───── DOCUMENT EXCERPT ─────
X-Git-Url: http://sjero.net/git/?p=wget;a=blobdiff_plain;f=src%2Fretr.c;h=b667ca2ff3cf6ecb4edca9c1148e856f68b0ecbe;hp=05ffe1d03b460c4cc761177d2f56b801ea7e0277;hb=d763f8bf6d6e13ce006ffab616cc8a77e747a633;hpb=9a2ea3938d09643c6528c3b83b1db4c30f47d981

diff --git a/src/retr.c b/src/retr.c
index 05ffe1d0..b667ca2f 100644
--- a/src/retr.c
+++ b/src/retr.c
@@ -51,6 +51,7 @@ as that of the covered work.  */
 #include "hash.h"
 #include "convert.h"
 #include "ptimer.h"
+#include "html-url.h"
 #include "iri.h"
 
 /* Total size of downloaded files.  Used to enforce quota.  */
@@ -167,7 +168,18 @@ write_data (FILE *out, const char *buf, int bufsize, wgint *skip,
      performance: fast downloads will arrive in large 16K chunks
      (which stdio would write out immediately anyway), and slow
      downloads wouldn't be limited by disk speed.  */
+
+  /* 2005-04-20 SMS.
+     Perhaps it shouldn't hinder performance, but it sure does, at least
+     on VMS (more than 2X).  Rather than speculate on what it should or
+     shouldn't do, it might make more sense to test it.  Even better, it
+     might be nice to explain what possible benefit it could offer, as
+     it appears to be a clear invitation to poor performance with no
+     actual justification.  (Also, why 16K?  Anyone test other values?)
+  */
+#ifndef __VMS
   fflush (out);
+#endif /* ndef __VMS */
   return !ferror (out);
 }
 
@@ -226,7 +238,8 @@ fd_read_body (int fd, FILE *out, wgint toread, wgint startpos,
       /* If we're skipping STARTPOS bytes, pass 0 as the INITIAL
          argument to progress_create because the indicator doesn't
          (yet) know about "skipping" data.  */
-      progress = progress_create (skip ? 0 : startpos, startpos + toread);
+      wgint start = skip ? 0 : startpos;
+      progress = progress_create (start, start + toread);
       progress_interactive = progress_interactive_p (progress);
     }
 
@@ -393,7 +406,7 @@ fd_read_hunk (int fd, hunk_terminator_t terminator, long sizehint, long maxsize)
   char *hunk = xmalloc (bufsize);
   int tail = 0;                 /* tail position in HUNK */
 
-  assert (maxsize >= bufsize);
+  assert (!maxsize || maxsize >= bufsize);
 
   while (1)
     {
@@ -596,15 +609,17 @@ static char *getproxy (struct url *);
    multiple points. */
 
 uerr_t
-retrieve_url (const char *origurl, char **file, char **newloc,
-              const char *refurl, int *dt, bool recursive)
+retrieve_url (struct url * orig_parsed, const char *origurl, char **file,
+              char **newloc, const char *refurl, int *dt, bool recursive,
+              struct iri *iri)
───── DATASET CONTENT ─────
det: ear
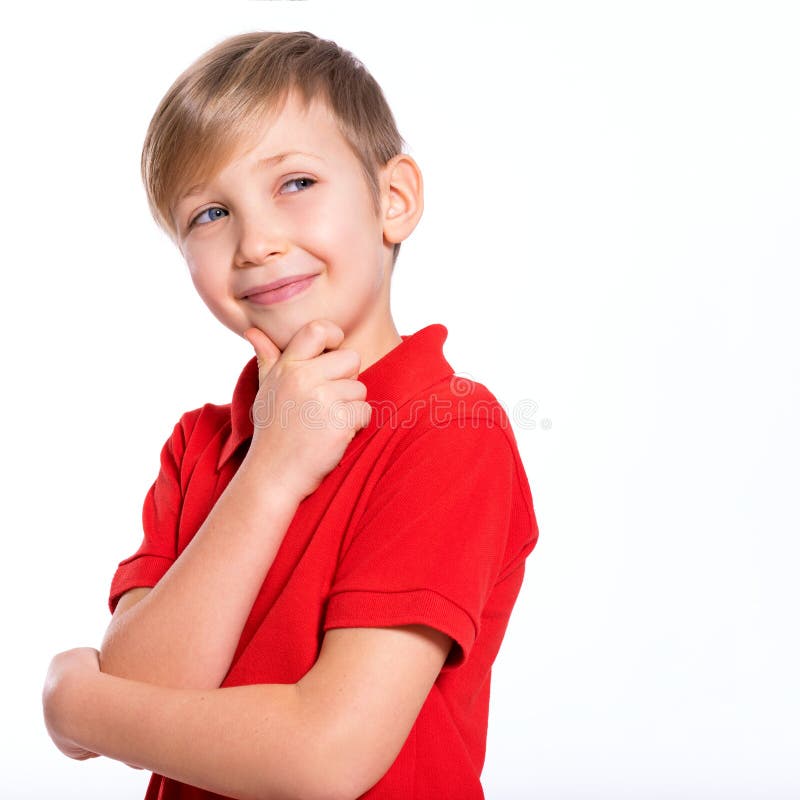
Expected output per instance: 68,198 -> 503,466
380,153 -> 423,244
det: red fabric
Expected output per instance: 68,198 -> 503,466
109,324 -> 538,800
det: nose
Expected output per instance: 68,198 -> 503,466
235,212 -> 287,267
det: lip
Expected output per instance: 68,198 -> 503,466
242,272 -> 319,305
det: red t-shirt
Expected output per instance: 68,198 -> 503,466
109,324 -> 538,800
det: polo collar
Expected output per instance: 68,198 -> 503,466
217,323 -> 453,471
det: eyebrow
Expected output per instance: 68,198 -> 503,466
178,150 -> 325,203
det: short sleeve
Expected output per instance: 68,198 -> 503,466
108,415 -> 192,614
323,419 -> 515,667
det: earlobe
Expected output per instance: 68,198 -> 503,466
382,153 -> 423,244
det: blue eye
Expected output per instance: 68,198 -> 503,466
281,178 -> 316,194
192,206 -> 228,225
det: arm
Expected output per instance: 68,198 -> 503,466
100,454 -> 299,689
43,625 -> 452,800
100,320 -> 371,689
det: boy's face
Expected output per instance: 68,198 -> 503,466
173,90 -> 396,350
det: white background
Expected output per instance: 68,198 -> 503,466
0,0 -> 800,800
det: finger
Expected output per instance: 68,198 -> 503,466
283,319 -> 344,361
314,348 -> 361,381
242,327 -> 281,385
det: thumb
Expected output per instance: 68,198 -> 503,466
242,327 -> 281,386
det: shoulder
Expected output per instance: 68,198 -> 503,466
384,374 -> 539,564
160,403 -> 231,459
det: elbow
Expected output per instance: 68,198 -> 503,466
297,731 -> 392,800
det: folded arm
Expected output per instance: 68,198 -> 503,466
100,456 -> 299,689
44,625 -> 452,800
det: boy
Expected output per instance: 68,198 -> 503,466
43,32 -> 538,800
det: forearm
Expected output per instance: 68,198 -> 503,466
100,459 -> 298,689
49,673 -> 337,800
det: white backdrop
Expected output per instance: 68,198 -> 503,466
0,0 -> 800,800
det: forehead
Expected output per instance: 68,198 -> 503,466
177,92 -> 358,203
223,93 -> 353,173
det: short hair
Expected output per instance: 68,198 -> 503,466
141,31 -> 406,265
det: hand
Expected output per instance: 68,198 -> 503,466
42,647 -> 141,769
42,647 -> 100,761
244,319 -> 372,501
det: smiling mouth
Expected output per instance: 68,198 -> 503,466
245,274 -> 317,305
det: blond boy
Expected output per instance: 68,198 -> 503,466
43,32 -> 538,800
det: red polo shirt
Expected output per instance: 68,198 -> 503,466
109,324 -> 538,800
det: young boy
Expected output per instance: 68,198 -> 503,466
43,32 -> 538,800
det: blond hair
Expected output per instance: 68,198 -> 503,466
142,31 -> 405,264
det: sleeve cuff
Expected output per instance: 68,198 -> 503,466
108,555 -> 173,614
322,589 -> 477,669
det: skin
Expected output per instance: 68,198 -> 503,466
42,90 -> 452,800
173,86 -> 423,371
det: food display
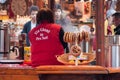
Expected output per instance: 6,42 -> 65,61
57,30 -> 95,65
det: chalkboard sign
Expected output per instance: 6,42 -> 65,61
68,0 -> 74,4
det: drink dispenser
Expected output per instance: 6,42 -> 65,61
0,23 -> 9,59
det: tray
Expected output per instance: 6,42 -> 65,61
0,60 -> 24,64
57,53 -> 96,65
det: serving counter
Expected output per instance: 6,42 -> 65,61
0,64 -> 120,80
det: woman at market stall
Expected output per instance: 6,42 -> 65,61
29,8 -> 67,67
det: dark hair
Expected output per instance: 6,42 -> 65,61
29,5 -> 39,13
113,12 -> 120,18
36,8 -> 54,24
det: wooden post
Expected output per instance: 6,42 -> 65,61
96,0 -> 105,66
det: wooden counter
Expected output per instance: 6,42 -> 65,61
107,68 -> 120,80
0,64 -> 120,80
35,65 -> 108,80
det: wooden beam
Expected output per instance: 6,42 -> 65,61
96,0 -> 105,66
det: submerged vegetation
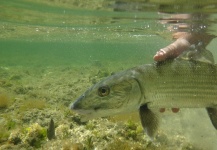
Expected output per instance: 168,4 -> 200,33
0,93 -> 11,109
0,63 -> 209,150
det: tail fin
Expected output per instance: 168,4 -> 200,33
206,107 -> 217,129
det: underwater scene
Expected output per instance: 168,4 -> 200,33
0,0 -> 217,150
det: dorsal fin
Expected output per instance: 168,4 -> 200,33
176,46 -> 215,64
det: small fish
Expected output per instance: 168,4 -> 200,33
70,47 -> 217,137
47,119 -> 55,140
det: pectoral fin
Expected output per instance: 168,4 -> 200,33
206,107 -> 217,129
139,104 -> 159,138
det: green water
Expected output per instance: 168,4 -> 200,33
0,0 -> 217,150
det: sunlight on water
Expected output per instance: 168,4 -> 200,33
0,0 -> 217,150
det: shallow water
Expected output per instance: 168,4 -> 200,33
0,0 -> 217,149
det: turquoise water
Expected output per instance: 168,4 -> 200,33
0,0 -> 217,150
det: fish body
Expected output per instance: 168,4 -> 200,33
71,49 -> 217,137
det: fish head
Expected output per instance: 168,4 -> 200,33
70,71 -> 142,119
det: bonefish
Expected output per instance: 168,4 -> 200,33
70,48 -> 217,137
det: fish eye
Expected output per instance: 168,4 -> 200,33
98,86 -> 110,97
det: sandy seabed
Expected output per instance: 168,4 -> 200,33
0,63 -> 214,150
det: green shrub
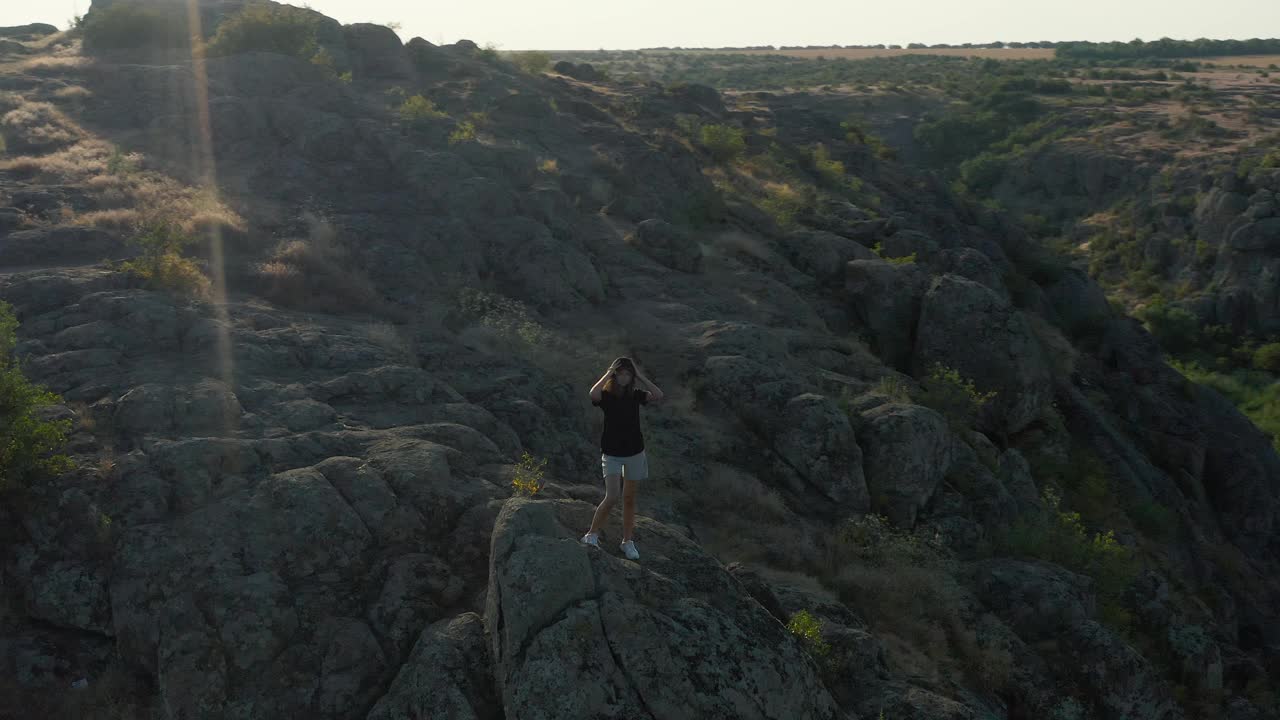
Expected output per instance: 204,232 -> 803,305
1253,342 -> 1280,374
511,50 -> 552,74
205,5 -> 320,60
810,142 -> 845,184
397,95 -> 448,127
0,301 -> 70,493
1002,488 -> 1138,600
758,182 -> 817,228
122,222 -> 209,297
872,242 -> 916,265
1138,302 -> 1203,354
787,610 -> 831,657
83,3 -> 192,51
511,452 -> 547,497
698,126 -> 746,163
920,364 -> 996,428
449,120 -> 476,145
─────
§ REQUESTS:
**1)** According to the comment dated 2005-04-20 in the retr.c diff, by how much does the flush hinder performance on VMS?
**2)** Print the part of the retr.c diff starting at "char *hunk = xmalloc" and ending at "int *dt, bool recursive)".
The data has no role in this work.

§ EXERCISE RESULTS:
**1)** More than 2X.

**2)**
char *hunk = xmalloc (bufsize);
   int tail = 0;                 /* tail position in HUNK */
 
-  assert (maxsize >= bufsize);
+  assert (!maxsize || maxsize >= bufsize);
 
   while (1)
     {
@@ -596,15 +609,17 @@ static char *getproxy (struct url *);
    multiple points. */
 
 uerr_t
-retrieve_url (const char *origurl, char **file, char **newloc,
-              const char *refurl, int *dt, bool recursive)